> _Task directions_:
In the post below about GC-MS retention time indices, what two causes are given for the retention time drift over the course of the run?

> _Text passage_:
══════════
Update retention times to alkane retention time indices for GC-MS

CLUES-Emory commented 8 months ago

Hello! We are running large studies (>1000 samples) on GC-HRMS. Peak detection has been working beautifully. Over the course of the run, we have drifts in retention times due to column aging and periodic column changes. To help account for this effect, we run alkane mixes within each batch (96 samples). These are used to both monitor retention time changes, and calculate retention time indices for comparison to spectral databases. To improve alignment of our data, I would like to loop each batch and replace the raw retention times with retention time indices calculated from the alkane mix in that batch. Once updated, we will extract and align peaks using the traditional XCMS workflow.

My question is what is the most appropriate way to do this? I could think of a few ways, with varying efficiency.

Read in files for each batch using readMSData(). Replace raw retention time with rtime(raw_data)<- Calc_RI. Write to new mzML file using writeMSData(). Obviously this would be very slow and inefficient.
Read in files for all samples readMSData(). Replace raw retention time OR adjusted retention time with rtime(raw_data)<- Calc_RI seperately for each batch. Continue with data extraction. Adjusted retention time would be preferred so the original retention time could be retained
Read in files for all samples readMSData(). Detect peaks using findChromPeaks. Replace peak retention times with Calc_RI. Continue with data extraction. However, I could not get this to work, since it would not let me assign adjusted retention times manually.

Any ideas on how to best do this? One concern I had is how functions that call back to the mzML file (such as fillChromPeaks()) would handle the very different retention time indices. Another issue I'm running into is it won't let me subset XCMSnExp by samples using the [] command. Based on the documentation, I thought this was possible.

Thanks!

SessionInfo() is below.
══════════
> _Information shown_:
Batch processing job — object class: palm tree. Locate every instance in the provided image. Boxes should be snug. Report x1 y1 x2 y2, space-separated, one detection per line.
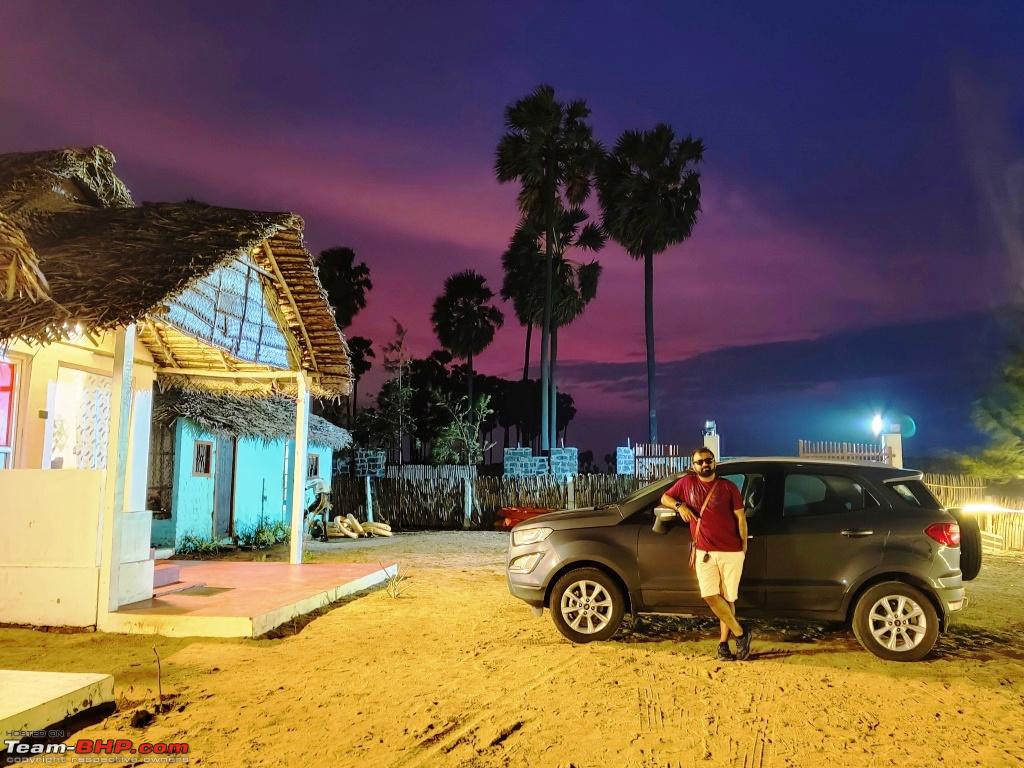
══════════
> _Your response_:
Column aging and periodic column changes.